[TASK INPUTS — start]

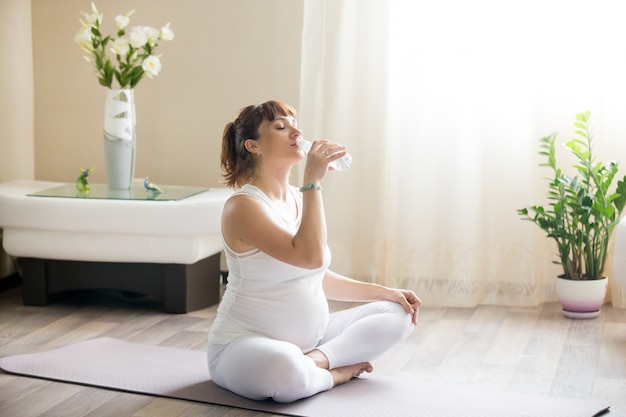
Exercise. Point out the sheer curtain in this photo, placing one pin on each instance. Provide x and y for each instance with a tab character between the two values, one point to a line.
441	105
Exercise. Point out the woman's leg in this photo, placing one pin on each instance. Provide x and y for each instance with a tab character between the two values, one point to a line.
259	368
363	333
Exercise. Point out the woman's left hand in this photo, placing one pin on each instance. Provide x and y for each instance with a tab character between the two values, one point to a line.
406	299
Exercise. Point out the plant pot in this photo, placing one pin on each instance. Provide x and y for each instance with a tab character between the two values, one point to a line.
581	299
119	138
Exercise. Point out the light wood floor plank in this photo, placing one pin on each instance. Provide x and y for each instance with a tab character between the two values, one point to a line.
532	350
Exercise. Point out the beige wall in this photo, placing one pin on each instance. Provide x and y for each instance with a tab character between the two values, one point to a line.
226	55
16	91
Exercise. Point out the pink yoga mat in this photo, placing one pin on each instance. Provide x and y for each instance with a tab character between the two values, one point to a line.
182	374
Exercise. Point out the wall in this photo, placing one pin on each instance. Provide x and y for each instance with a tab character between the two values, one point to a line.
226	55
16	99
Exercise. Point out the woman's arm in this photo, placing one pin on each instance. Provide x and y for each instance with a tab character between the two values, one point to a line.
341	288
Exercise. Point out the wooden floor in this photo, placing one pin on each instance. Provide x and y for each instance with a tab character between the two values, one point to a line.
530	350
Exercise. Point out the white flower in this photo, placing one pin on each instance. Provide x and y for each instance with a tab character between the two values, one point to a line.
137	37
166	33
122	58
152	66
84	39
123	20
92	19
152	34
120	47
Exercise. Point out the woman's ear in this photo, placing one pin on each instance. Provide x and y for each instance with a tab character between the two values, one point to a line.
252	146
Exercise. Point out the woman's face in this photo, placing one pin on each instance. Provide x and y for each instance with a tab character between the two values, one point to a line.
277	139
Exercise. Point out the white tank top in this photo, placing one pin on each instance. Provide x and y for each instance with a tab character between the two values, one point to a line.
268	297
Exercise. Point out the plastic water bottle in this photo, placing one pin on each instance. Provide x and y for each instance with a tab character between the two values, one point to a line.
341	164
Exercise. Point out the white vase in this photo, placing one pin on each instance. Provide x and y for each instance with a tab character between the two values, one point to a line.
581	299
119	138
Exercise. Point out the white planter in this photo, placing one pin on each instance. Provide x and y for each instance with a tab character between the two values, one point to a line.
581	299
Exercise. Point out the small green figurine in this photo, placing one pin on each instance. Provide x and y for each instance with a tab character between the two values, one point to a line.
150	186
82	183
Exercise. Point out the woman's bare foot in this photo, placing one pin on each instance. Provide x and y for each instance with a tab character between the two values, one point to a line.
346	373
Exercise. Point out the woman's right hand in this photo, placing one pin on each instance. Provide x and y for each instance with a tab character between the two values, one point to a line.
321	154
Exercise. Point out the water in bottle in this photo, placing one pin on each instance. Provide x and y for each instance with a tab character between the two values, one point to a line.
341	164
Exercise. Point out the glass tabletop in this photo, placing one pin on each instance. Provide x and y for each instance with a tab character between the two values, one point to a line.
136	192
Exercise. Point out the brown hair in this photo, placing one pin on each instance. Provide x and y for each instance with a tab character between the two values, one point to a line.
237	163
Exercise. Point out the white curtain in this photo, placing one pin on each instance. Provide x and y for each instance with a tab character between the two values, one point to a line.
442	104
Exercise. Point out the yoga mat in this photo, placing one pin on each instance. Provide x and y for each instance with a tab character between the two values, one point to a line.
182	374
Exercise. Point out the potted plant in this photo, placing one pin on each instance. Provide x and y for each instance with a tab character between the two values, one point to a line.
581	215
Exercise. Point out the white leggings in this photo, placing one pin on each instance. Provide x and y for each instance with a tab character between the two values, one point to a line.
258	367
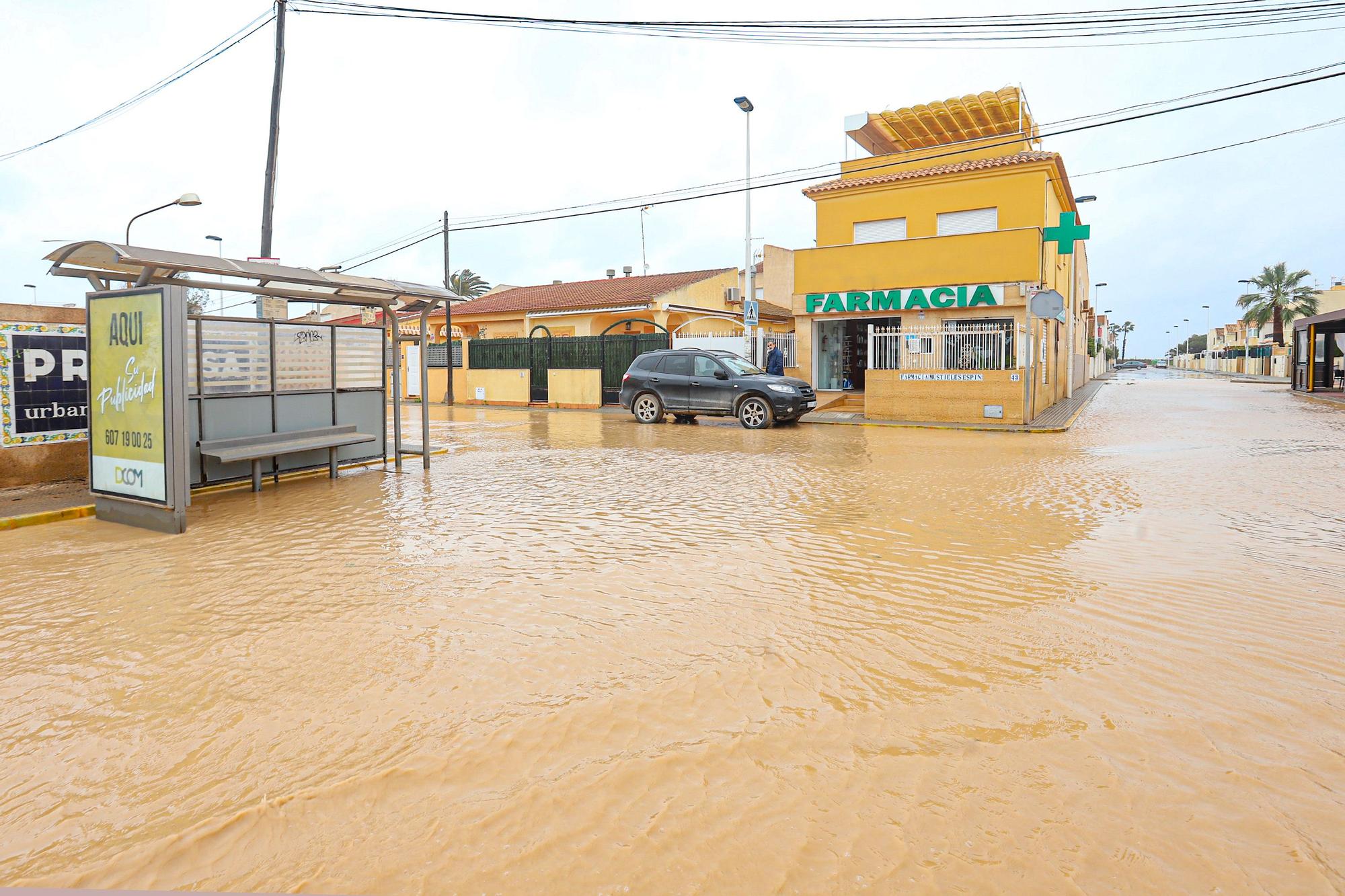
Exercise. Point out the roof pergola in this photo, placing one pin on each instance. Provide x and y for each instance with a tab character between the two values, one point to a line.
107	263
103	263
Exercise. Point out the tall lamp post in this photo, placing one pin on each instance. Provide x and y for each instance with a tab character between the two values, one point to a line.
185	200
1247	338
1074	311
746	106
220	248
1093	325
1207	337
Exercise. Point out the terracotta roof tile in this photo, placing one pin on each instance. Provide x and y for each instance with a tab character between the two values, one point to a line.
974	165
609	292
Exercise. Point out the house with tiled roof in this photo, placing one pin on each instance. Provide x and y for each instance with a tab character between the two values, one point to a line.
588	307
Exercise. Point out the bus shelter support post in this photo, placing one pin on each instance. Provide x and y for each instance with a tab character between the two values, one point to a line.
391	321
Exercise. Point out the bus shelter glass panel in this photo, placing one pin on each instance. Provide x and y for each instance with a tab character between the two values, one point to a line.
360	358
193	380
303	358
235	357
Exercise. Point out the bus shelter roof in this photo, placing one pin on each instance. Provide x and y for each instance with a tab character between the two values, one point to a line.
103	263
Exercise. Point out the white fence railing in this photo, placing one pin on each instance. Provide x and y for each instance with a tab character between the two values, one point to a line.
753	348
965	348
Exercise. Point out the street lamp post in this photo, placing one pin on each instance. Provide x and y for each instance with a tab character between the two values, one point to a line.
1208	353
1093	326
746	106
220	247
185	200
1247	338
1074	311
1109	366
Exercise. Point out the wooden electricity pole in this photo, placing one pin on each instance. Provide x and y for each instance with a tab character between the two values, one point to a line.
449	315
268	197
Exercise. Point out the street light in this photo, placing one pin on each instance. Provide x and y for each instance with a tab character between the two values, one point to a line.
185	200
1247	338
748	294
1093	325
1074	313
1208	353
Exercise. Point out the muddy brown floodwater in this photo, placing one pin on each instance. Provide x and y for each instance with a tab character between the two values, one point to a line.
586	655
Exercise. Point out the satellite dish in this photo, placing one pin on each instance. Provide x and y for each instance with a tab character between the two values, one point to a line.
1048	303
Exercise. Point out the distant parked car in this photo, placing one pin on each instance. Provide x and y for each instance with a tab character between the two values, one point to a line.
687	382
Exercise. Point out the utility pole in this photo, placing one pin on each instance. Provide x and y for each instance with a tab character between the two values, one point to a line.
268	197
449	315
645	261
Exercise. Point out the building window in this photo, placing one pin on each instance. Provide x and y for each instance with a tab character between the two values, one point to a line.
880	231
970	221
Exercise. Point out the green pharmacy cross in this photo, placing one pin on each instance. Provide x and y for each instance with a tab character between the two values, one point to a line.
1066	235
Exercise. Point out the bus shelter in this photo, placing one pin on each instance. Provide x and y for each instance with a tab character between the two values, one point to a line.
167	384
1320	354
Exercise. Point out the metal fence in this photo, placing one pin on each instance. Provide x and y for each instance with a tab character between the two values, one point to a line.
436	354
498	354
981	346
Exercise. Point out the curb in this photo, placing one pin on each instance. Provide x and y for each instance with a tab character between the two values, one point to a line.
87	510
960	427
45	517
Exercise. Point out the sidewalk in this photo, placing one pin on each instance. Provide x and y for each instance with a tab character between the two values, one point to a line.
45	502
1234	377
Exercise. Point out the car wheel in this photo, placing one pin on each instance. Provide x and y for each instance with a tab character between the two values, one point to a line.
648	408
755	413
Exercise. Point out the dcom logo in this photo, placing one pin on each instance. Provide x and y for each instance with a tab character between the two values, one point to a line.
130	477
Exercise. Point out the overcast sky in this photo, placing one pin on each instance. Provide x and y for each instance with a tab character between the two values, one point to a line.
387	123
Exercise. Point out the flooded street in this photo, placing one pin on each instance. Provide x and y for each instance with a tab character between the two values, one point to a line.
586	655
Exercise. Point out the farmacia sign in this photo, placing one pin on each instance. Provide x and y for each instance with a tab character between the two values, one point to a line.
921	298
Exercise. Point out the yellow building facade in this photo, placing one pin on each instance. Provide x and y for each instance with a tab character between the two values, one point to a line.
696	299
914	304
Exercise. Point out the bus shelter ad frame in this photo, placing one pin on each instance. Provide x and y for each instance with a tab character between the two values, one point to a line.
249	377
138	407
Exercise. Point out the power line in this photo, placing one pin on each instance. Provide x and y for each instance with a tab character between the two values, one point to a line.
224	46
1013	29
579	212
1331	123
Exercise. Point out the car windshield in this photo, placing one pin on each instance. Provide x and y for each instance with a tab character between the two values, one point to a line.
740	366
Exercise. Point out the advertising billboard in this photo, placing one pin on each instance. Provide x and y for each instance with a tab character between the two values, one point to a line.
44	384
128	447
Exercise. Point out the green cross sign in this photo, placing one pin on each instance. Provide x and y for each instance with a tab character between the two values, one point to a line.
1066	235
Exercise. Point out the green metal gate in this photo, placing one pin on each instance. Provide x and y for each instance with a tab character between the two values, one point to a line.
540	361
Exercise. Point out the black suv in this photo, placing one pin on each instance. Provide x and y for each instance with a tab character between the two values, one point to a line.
687	382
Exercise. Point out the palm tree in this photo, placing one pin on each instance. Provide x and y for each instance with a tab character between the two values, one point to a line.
466	283
1280	295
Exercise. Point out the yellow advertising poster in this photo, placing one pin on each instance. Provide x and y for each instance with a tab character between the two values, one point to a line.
127	396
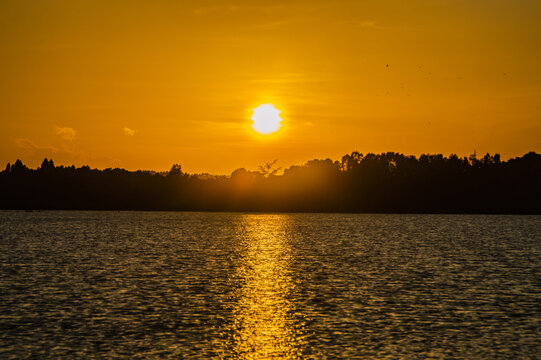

[TASK INPUTS — finish]

## GOAL OF THE EXERCISE:
Please print the line that contains "Exercise. Point out the yellow advertising" along with every later line of the material, exactly, through the last one. Leave pictures out of the copy.

## TASK OUTPUT:
Exercise. Point out the yellow advertising poster in this photo, placing one pin on each instance. Provide x and y for each instance with a tab character between the two values, one point to a line.
127	396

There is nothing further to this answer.